Tasks to complete —
1 > Answer these questions from the text about starting an online business in 1998. Mark your answers (a), (b) and (c).
(a) What processor speed did the writer's first proper PC have?
(b) What share of eBay sellers were American at the time?
(c) When was Paypal founded, and who was it originally for?
2 > The text about starting an online business in 1998 says online auction traders usually paid by cheque or even cash. Using only the reasons the text gives, explain why in one to three sentences.
3 > Continue the text about starting an online business in 1998, beginning after its last sentence.

──────── Reading text

I started working online (on a part-time basis) almost 8 years ago. Amazing really as this means that I have spent nearly half of my working life involved in some form of Internet marketing.
I was recalling to a friend recently how I got started in business online back in 1998 and whilst talking to him, I was reminded of how much things have changed since those early days…
1. Of course, computers and the Internet in general were considerably slower than they are today. My first proper PC (not including Sinclair ZX81s and Spectrums!) had a 266MHz processor and my dialup connection struggled to reach a speed anywhere near 56k. Not only that but there was no ‘unlimited Internet access’ – I paid something like 4.5p a minute to be connected to the Web and thought it was an absolute bargain when this eventually dropped to just 1p per minute.
2. eBay.co.uk didn’t exist and all sales were conducted on the main eBay.com website. The majority of sellers (read 95%+) were American and nearly everything you bought or sold ended up traveling across the Atlantic.
3. Online payment systems were in their infancy and Paypal (which is today one of the largest and best known payment processors) didn’t exist. Paypal wasn’t founded until late 1998 and was originally purely for US customers. This meant that anyone trading on online auctions usually ended up making their payments by cheque (check) or even cash. I can remember regularly sending dollars to sellers in the US for something I had purchased on eBay and I received every single one of the items bought – no one ripped me off. Oh happy days!

────────────────
──────── Data to examine

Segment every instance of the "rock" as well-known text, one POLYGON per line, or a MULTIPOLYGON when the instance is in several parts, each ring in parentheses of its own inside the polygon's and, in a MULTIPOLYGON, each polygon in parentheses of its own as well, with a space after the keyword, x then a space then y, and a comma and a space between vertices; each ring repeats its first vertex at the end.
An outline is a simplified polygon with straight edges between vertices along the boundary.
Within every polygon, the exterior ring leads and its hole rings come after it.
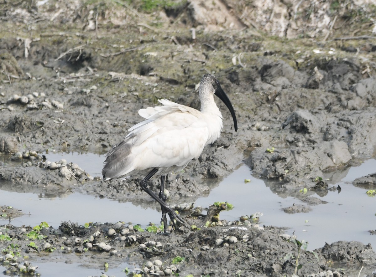
POLYGON ((3 134, 0 136, 0 152, 12 154, 17 152, 18 142, 15 138, 3 134))
POLYGON ((111 237, 114 235, 116 233, 116 231, 115 231, 115 229, 112 228, 110 228, 107 231, 107 235, 111 237))
POLYGON ((216 246, 219 246, 222 245, 223 243, 223 240, 222 239, 217 239, 215 240, 215 245, 216 246))
POLYGON ((233 236, 230 237, 229 239, 229 242, 230 243, 236 243, 238 241, 238 239, 236 236, 233 236))

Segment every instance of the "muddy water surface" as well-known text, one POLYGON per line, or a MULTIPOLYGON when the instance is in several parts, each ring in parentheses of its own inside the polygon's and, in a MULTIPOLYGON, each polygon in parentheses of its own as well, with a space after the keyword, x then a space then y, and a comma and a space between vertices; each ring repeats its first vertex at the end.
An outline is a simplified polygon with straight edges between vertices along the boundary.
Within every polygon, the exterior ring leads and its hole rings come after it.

────────────────

Solved problems —
1 >
(a) 266MHz.
(b) 95% or more.
(c) Late 1998, originally purely for US customers.

2 > Online payment systems were in their infancy, and Paypal did not exist yet. When it was founded in late 1998, it was originally purely for US customers.

3 >
4. There were next to no training products available that covered Internet marketing and related topics. Actually, that is probably not strictly true, there were a few but you had to really hunt to find them and in fairness back then, it didn’t occur to me that what I was doing was actually Internet marketing. This being the case, it was highly unlikely that I was going to find any of the training products on the subject (and I didn’t for several years!).
5. There was no such thing as a UK wholesale directory and my UK-Trader’s UK Wholesale Guide was the first UK eBook directory of its kind. So many people have tried to jump on the bandwagon and copy this idea that eBay now even has a specific category for ‘Wholesale Lists’.
6. It was relatively easy to get your website to the top of the search engine rankings. All you needed to do was ensure you had a few metatags and some relevant text and you could almost guarantee yourself a first place ranking. Ok, it might have been a little bit harder than that but it was certainly a lot easier than it is today.
7. Receiving Spam emails wasn’t anywhere near as big a problem as it is today. This was well before any legislation trying to outlaw junk mail and many ‘big’ Internet marketers actually sent Spam as one of their primary methods of marketing!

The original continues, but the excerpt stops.